* Begin *

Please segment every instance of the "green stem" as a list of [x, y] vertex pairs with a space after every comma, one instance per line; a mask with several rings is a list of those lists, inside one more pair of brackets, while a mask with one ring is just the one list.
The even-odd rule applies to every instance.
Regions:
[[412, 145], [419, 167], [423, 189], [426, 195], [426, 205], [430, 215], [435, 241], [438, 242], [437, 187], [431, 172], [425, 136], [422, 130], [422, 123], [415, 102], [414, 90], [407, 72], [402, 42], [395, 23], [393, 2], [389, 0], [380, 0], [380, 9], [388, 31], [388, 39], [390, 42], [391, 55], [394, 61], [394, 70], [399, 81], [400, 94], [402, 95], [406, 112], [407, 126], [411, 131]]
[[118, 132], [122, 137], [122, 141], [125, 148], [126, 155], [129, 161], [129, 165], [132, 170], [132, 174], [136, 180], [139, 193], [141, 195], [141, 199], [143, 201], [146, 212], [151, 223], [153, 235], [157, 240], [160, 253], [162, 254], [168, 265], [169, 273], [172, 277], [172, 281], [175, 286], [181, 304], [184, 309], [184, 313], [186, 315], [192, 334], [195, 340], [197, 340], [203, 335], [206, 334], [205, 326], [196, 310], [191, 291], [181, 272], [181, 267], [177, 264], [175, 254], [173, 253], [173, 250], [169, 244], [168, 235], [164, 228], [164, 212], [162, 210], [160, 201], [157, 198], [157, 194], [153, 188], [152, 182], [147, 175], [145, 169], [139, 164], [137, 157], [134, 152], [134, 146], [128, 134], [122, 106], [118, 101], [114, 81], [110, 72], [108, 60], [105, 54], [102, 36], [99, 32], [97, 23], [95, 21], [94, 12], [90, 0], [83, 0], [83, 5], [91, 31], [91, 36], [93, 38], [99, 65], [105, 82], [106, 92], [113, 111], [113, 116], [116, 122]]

* End *

• [Objective]:
Tally the lines of the entries above that contain the word "every", matching case exactly. Reply with the number alone.

• [Complete answer]:
2